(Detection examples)

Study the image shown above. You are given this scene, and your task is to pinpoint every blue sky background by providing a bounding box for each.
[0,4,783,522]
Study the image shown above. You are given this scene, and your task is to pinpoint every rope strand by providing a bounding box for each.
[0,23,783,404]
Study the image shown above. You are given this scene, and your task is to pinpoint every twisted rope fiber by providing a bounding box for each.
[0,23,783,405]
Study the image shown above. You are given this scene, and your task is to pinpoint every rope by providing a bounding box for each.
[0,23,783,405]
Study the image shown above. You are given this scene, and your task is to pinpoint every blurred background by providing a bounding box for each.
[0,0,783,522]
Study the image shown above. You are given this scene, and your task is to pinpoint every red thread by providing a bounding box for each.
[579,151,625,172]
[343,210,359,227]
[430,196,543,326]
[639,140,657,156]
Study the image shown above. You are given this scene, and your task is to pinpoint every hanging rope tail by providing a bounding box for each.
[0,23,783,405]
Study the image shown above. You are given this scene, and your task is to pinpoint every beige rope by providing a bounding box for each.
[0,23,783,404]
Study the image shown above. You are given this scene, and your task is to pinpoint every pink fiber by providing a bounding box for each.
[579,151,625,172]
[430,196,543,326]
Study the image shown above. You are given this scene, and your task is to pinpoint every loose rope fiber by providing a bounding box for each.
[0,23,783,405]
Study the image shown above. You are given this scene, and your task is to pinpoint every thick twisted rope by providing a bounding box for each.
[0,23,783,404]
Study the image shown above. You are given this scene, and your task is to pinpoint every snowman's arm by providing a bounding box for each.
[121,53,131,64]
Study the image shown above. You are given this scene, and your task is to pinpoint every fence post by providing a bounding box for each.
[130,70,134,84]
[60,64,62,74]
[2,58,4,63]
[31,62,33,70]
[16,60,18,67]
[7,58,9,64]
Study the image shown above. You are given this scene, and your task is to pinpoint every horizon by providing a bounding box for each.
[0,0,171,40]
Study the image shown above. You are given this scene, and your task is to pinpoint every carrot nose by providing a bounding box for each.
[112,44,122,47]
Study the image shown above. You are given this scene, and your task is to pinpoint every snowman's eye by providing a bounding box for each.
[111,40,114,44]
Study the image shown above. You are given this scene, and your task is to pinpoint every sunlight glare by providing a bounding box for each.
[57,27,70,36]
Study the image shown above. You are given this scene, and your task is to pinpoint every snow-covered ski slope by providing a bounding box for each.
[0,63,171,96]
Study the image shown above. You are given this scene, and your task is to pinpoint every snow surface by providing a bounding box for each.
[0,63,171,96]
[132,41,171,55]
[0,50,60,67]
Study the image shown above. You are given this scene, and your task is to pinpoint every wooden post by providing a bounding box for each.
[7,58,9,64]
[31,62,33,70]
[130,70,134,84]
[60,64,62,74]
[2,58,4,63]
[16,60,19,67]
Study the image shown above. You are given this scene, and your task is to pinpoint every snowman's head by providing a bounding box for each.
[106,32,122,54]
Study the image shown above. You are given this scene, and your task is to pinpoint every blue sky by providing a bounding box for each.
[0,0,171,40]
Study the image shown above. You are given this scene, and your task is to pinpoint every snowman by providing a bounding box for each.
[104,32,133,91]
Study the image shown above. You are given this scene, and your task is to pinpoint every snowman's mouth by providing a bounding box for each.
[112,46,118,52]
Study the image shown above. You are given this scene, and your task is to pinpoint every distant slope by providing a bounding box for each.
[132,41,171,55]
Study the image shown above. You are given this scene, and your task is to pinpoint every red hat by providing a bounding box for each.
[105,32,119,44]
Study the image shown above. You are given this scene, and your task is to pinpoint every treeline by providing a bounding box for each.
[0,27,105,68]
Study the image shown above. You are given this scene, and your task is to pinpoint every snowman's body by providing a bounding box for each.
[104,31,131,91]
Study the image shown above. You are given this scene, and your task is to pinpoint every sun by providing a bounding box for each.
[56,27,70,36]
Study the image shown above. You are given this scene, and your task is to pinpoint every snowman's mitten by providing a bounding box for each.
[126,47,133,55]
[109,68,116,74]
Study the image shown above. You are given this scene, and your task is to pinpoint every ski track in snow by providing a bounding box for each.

- _Exercise objective_:
Render each line of the entries above as a JSON list of strings, one string per line, with blank lines left out.

- _The solution_:
[
  "Study the image shown above. You are given this scene, and your task is to pinpoint every blue sky background by providing a bounding box for each.",
  "[0,4,783,522]",
  "Study the image shown above. You are given this scene, and your task is to pinpoint every rope strand by providing a bounding box for each.",
  "[0,23,783,404]",
  "Study the image shown above. You are given this scene, and your task is to pinpoint every twisted rope fiber by providing a bounding box for each.",
  "[0,23,783,405]",
  "Study the image shown above. You are given this scene, and your task is to pinpoint every rope by providing a bounding box for each.",
  "[0,23,783,405]",
  "Study the image shown above. You are given this scene, and your task is to pinpoint every blurred background by providing a bounding box for each.",
  "[0,0,783,522]",
  "Study the image shown above. You are given this scene, and your task is to pinpoint every red thread by providing a bounding box for each.",
  "[579,151,625,172]",
  "[343,210,359,227]",
  "[430,196,543,326]",
  "[639,140,657,156]",
  "Study the image shown above. You are given this scene, and your task is to pinpoint every hanging rope tail by providing a bounding box for each.",
  "[0,23,783,405]",
  "Study the image shown above. You are given this scene, and your task is to pinpoint every beige rope by providing a bounding box for each.",
  "[0,23,783,404]",
  "Study the image shown above. You are given this scene, and your task is to pinpoint every pink fiber by providing a bounding box for each.",
  "[579,151,625,172]",
  "[430,196,543,326]",
  "Study the image shown above. You are given this scene, and your task is to pinpoint every loose rope fiber by providing a bounding box for each.",
  "[0,23,783,405]",
  "Study the image shown above. You are given this scene, and your task is to pinpoint every thick twisted rope by providing a bounding box for each.",
  "[0,23,783,404]",
  "Study the image shown above. You are given this scene, and your task is to pinpoint every snowman's arm by providing a bounding box for each.",
  "[121,53,131,64]",
  "Study the image shown above. You are given this scene, and your task is to pinpoint every fence post by providing a bounding box for each.",
  "[130,70,134,84]",
  "[60,64,62,74]",
  "[2,58,4,63]",
  "[31,62,33,70]",
  "[16,60,18,67]",
  "[7,58,9,64]",
  "Study the image shown above. You are given this scene, and your task is to pinpoint every horizon by providing a bounding box for each.",
  "[0,0,171,40]",
  "Study the image shown above. You are given this scene, and your task is to pinpoint every carrot nose by providing a bounding box for each.",
  "[112,44,122,47]",
  "Study the image shown above. You are given this scene, and your task is to pinpoint every snowman's eye by providing a bounding box for each.",
  "[111,40,114,44]",
  "Study the image shown above. You are given this scene, and your task is to pinpoint every sunlight glare by providing a bounding box for each.",
  "[57,27,70,36]",
  "Study the image shown above. You are given this scene, and your task is to pinpoint every snow-covered ski slope by providing a bounding box for each.",
  "[0,63,171,96]",
  "Study the image shown above. You are given this scene, and your task is to pinpoint every snow surface by providing a bounding box for each.",
  "[0,63,171,96]",
  "[132,41,171,55]",
  "[0,50,60,67]",
  "Study the image shown above. You are given this scene, and your task is to pinpoint every wooden post by providing a bounding box for each.",
  "[7,58,9,64]",
  "[31,62,33,70]",
  "[130,70,134,84]",
  "[60,64,62,74]",
  "[2,58,4,63]",
  "[16,60,19,67]",
  "Study the image shown above. You are given this scene, and your task is to pinpoint every snowman's head by providing a bounding box for each.",
  "[106,32,122,54]",
  "Study the image shown above. You are given this scene, and your task is to pinpoint every blue sky by providing a bounding box for each.",
  "[0,0,171,40]",
  "Study the image shown above. You are given this scene, and your task is to pinpoint every snowman by providing a bounding box for each.",
  "[104,32,133,91]",
  "Study the image shown above. You are given this scene, and your task is to pinpoint every snowman's mouth by providing a bounding box for each.",
  "[112,46,118,52]",
  "Study the image shown above. You are given this scene, and your task is to pinpoint every distant slope by providing a bounding box for each.",
  "[132,41,171,55]",
  "Study the image shown above. You are given this scene, and your task is to pinpoint every red hat by providing a bounding box for each.",
  "[105,32,119,44]",
  "Study the image shown above. You are given this scene, and your task is to pinpoint every treeline by providing a bounding box for each.",
  "[0,27,105,68]",
  "Study the image shown above. You are given this scene, and your task is to pinpoint every snowman's body by providing a bounding box for each.",
  "[104,31,131,91]",
  "Study the image shown above. You are given this scene, and your task is to pinpoint every sun by providing a bounding box for each.",
  "[56,27,70,36]",
  "Study the image shown above. You are given this scene, and your task is to pinpoint every snowman's mitten by providing a bounding box for each.",
  "[126,47,133,55]",
  "[109,68,116,74]",
  "Study the image shown above. You are given this scene, and your task is to pinpoint every ski track in snow by providing a bounding box for each."
]